Friday, May 11, 2007

New "Surge" Effort to Save World Bank President

posted by Bill Arnett @ 11:40 AM Permalink


From the NYTs regarding what is becoming known as "The Wolfowitz Affair":
European leaders have told the Bush administration that Paul D. Wolfowitz must resign as president of the World Bank in order to avoid a vote next week by the bank’s board declaring that he no longer has its confidence to function as the bank’s leader, European officials said Thursday.…The officials said the board was drafting a resolution reflecting its view that the relationship between Mr. Wolfowitz and the governing body of the bank had “broken beyond repair.” They noted that, if he remained in office, some European countries were planning to reduce contributions to the World Bank that would aid poor countries and instead would channel the money to European agencies and other groups for distribution.…“The administration has been told that its battle to save Wolfowitz cannot be won,” said a European official, who like others who discussed the matter spoke on the condition of anonymity because the matter is confidential. “His relationship with the board is not only damaged. It is broken.”
President bush, already burdened with a crushing loss forthcoming in Iraq has vowed not to surrender to the World Bank. A source high in the White House anonymously reports that bush has vowed that he will use all the resources of the country to save his friend and the man he appointed to the bank, and that no options were off the table, including the use of America's nuclear arsenal. Unfortunately when the White House source was no longer high, he had very little information to add.

Raw data
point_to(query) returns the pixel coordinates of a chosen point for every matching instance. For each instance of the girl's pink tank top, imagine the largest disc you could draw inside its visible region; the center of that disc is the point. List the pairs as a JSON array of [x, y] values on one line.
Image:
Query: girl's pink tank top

Goal 1
Copy from the World Bank post above the part that begins with the words containing "President bush, already" and ends with "information to add.".
Goal 2
Write what comes next in the blog post about the Wolfowitz affair, continuing from its final sentence.

Written answer 1
President bush, already burdened with a crushing loss forthcoming in Iraq has vowed not to surrender to the World Bank. A source high in the White House anonymously reports that bush has vowed that he will use all the resources of the country to save his friend and the man he appointed to the bank, and that no options were off the table, including the use of America's nuclear arsenal. Unfortunately when the White House source was no longer high, he had very little information to add.

Written answer 2
The president is currently ordering a surge in the number of accountants at the bank and has vowed to conduct an investigation that will not only clear his friend, but expose the rampant corruption at the bank, probably caused by economic terrorists. The initial surge will be composed of 5,700 graduates of the Pat Robertson School of Law and Accounting, although by the time all their support staff is included the surge will consist of about 12,500 accountants. most needed for slide rule and calculator maintenance, and much waving around of ledgers of paper covered with the numbers that will prove the president has made the right decision.

"If the World Bank thought 'Murka was gonna cut an' run just 'cause some bunch of terrists wanting to call themselves "the-Board" says we should, they will find that as long as I am president, I will never surrender. Hell, I don't even know how to surrender. I can't even spell it. We know from the CIA that the-Board are one and the same as al-Qaede, and if we don't fight them at the World Bank we will be fighting them at banks all across 'Murka."

For the meantime Mr. Wolfowitz repainted his office green, barricaded the doors, and constructed a fifteen foot wall around his office made up of hugh barriers weighing 15 tons each. From this new "Green Zone," Mr. Wolfowitz' tentacles of power will radiate outward in "clear and hold" operations like those that worked so well in Iraq.

Mr. Wolfowitz' only comment, made off the record and not for publication, was that regarding his innocence, "It's a slam dunk" that the terrorist affiliate group the-Board would fail in its attempt to intimidate America. His statement was released from an undisclosed location underneath his desk, where he remains in hiding wearing his flak jacket and helmet.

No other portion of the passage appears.